Exercise text
The Met said Tuesday more than 2,000 of its 3,800 seats will have lower prices next season and its average ticket price will drop from $174 to $156. There will be a minimum 15 per cent discount for evening subscriptions and 10 per cent for Saturday matinees.
"I think we're slightly overpriced. I think we were perhaps too ambitious in our pricing for this season," Met General Manager Peter Gelb said.
Gelb said the Met projects it will sell 80 per cent of available tickets this season, down 2-3 per cent from last season. The company increased prices for 2012-13 by an average of 4.2 per cent for subscriptions and 7.6 per cent for individual tickets.
Part of the decrease in ticket sales may be attributable to the Met's successful simulcasts to movie theatres.
"Although we have expanded the paying audience for the Met through the HD transmissions, we've also cannibalized a little bit our local audience in the opera house," Gelb said.
Levine, sidelined since May 2011, will lead revivals of Mozart's "Cosi fan tutte" starting Sept. 24 and Berg's "Wozzeck" beginning March 6, the company said Tuesday, and a new-to-the-Met staging of Verdi's "Falstaff" (Dec. 6) that appeared at London's Royal Opera in 2012 and Milan's Teatro alla Scala this year.

Natural-language object grounding data:
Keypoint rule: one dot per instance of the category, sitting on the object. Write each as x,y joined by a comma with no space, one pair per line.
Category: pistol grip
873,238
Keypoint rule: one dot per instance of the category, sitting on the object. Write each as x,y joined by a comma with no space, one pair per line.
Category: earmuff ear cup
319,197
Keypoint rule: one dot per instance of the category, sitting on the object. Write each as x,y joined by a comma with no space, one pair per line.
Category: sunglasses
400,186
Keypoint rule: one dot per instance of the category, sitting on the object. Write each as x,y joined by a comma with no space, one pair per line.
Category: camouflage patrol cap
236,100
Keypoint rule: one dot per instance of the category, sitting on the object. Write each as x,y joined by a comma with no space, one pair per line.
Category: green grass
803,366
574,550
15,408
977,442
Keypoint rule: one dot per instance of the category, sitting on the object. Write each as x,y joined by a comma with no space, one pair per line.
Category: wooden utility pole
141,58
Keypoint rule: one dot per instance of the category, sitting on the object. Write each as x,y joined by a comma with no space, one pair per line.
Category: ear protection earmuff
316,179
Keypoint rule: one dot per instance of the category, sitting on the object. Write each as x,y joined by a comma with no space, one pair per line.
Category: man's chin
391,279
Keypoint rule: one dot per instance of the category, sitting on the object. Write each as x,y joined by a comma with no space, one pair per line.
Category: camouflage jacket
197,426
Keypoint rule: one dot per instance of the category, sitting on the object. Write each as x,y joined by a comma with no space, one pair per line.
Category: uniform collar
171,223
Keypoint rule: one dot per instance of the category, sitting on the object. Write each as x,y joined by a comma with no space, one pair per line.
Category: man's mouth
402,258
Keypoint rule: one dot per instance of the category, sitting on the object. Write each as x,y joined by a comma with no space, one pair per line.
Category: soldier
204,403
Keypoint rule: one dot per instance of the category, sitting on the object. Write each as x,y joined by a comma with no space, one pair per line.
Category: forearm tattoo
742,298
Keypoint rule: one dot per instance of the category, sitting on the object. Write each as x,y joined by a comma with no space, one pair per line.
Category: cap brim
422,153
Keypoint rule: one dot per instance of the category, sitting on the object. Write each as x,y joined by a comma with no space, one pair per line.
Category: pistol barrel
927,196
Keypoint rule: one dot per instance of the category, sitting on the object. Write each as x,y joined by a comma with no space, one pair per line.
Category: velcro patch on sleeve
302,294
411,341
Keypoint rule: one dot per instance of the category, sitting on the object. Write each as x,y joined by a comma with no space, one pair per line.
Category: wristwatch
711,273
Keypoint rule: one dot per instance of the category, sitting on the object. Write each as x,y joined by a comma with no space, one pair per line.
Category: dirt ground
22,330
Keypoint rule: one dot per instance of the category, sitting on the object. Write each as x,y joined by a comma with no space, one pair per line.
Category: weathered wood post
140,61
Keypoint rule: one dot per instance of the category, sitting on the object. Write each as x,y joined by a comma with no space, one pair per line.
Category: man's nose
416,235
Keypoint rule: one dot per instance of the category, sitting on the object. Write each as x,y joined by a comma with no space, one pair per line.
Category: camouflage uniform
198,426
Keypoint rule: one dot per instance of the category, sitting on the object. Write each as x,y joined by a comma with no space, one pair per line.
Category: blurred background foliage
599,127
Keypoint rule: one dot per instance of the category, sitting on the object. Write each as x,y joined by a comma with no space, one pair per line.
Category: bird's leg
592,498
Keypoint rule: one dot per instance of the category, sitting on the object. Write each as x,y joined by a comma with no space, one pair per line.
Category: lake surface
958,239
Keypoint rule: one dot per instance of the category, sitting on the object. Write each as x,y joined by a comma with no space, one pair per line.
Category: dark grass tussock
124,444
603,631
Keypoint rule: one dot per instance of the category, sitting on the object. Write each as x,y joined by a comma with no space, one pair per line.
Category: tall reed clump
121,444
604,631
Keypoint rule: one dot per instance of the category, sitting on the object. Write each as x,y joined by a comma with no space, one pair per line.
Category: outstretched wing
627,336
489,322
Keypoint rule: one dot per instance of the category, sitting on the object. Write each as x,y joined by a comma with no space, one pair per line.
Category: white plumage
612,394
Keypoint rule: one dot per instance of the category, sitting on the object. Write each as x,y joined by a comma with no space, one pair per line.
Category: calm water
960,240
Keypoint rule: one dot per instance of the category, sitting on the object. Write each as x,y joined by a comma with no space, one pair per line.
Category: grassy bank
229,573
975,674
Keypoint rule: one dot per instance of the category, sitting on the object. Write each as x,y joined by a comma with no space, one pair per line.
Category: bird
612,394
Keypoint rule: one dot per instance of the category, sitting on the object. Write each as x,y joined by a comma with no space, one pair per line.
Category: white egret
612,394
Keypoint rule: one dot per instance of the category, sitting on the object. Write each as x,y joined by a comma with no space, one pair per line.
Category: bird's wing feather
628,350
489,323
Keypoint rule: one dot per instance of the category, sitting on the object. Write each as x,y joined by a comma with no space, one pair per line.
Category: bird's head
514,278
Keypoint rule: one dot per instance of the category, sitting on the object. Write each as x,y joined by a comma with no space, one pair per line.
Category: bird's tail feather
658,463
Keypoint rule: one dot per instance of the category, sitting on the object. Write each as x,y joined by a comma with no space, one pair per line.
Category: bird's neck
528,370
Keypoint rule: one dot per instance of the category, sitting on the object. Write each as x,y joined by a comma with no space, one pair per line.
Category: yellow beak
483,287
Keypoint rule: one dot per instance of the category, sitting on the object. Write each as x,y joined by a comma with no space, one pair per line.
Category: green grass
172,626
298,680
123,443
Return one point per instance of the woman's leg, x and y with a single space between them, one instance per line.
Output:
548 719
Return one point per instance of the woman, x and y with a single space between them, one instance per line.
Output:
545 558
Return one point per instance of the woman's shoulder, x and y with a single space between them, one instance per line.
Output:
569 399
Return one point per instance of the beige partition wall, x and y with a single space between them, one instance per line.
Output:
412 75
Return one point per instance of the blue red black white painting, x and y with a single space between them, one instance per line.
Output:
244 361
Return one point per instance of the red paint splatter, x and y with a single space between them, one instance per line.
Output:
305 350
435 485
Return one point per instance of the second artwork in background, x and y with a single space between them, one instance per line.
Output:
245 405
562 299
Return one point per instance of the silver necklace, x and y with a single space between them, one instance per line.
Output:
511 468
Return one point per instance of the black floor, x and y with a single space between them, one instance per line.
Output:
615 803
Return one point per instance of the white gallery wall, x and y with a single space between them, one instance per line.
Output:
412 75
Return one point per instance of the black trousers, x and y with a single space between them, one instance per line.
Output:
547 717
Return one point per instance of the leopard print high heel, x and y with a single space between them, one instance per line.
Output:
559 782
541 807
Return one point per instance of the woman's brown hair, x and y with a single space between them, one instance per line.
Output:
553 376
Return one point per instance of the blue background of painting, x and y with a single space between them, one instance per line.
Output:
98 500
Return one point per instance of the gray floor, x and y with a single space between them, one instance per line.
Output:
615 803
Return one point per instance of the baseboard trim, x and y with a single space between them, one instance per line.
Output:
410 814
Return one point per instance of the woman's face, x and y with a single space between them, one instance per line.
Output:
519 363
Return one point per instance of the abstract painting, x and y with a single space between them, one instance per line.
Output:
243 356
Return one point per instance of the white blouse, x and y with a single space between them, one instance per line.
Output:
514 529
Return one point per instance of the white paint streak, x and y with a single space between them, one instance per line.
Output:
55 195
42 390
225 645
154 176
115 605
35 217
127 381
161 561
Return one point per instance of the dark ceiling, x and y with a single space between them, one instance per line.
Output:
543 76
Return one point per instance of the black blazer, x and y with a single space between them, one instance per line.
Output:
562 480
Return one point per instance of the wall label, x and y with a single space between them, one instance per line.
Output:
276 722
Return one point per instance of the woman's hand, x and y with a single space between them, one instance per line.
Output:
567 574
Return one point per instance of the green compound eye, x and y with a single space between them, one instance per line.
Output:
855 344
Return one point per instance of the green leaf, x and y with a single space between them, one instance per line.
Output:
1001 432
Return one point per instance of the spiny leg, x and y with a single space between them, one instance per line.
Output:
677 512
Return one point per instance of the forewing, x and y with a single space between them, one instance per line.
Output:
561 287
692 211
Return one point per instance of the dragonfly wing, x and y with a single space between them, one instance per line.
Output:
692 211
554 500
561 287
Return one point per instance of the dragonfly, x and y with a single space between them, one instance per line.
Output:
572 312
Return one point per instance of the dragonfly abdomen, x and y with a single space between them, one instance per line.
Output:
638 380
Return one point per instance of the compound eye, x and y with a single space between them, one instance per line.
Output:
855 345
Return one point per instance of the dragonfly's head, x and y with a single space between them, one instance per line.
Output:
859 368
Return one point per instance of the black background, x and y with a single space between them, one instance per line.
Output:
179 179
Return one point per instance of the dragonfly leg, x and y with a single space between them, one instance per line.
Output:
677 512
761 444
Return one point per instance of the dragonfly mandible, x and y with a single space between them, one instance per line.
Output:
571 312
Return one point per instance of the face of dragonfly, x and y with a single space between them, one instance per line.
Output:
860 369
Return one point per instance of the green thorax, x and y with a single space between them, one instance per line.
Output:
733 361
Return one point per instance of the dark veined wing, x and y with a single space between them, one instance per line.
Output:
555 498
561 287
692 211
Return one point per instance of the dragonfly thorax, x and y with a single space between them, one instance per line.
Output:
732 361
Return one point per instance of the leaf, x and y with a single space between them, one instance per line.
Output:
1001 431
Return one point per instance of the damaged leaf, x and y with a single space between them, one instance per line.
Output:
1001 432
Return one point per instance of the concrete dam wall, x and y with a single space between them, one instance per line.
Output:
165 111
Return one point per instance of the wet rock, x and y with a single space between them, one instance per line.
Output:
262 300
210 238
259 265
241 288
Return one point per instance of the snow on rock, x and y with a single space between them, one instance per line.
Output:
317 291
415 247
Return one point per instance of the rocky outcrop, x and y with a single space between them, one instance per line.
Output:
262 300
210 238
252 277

Check your understanding
1 > In one to three sentences, explain what the Met ticket-price text says may partly account for the decrease in ticket sales, and give Gelb's explanation of it.
2 > Write a continuation of the Met ticket-price text, beginning after its final sentence.

Replies
1 > Part of the decrease may be due to the Met's successful simulcasts to movie theatres. Gelb explained that although the HD transmissions expanded the Met's paying audience, they also cannibalized a little of the local audience in the opera house.

2 >
"This is I think an intelligent and prudent re-entry season," Levine said during a telephone interview Friday.
Levine, who turns 70 on June 23, has been the company's leading force for four decades as principal conductor (1973-76), music director (1976-86 and 2004 on) and artistic director (1986-04).
He has had three spinal operations since his last performance on May 14, 2011. When the Met announced his planned return in October, the company said he will conduct a concert performance of the Met Orchestra at Carnegie Hall this May 19. Because he had been unable to walk, a podium that elevates is being designed for his use.
"With a spinal injury, the rule of thumb is it takes about two years to have some idea how the fullness of the recovery is," Levine said. "I have the potential to have everything completely return."
Levine had no lower body movement after he fell in September 2011 but said he has made progress in walking as the result of six-days-a-week therapy.
"I'm working on all kinds of things to make my muscles be ready as the nerves return, and so far it's working very well," he said. "It's very slow and it's very difficult, but it's also very exciting because you get these great breakthroughs".
The Met didn't present any Wagner operas in 1917-18 and 1918-19 during U.S. involvement in World War I, the only seasons until now without the composer since the company began in 1883. The company did not present any staged operas in 1892-93 and 1897-98.
In the second half of a year marking the 200th anniversary of Wagner's birth, the Met originally planned a revival of "Parsifal" for next season but changed it to "Wozzeck" to accommodate Levine's comeback.
"There's a tremendous amount of Wagner in our future plan," Levine said.
The season opens Sept. 23 with conductor Valery Gergiev leading "Eugene Onegin," in a Deborah Warner production that opened at the English National Opera in November 2011. Anna Netrebko sings Tatiana in her third consecutive Met opening night.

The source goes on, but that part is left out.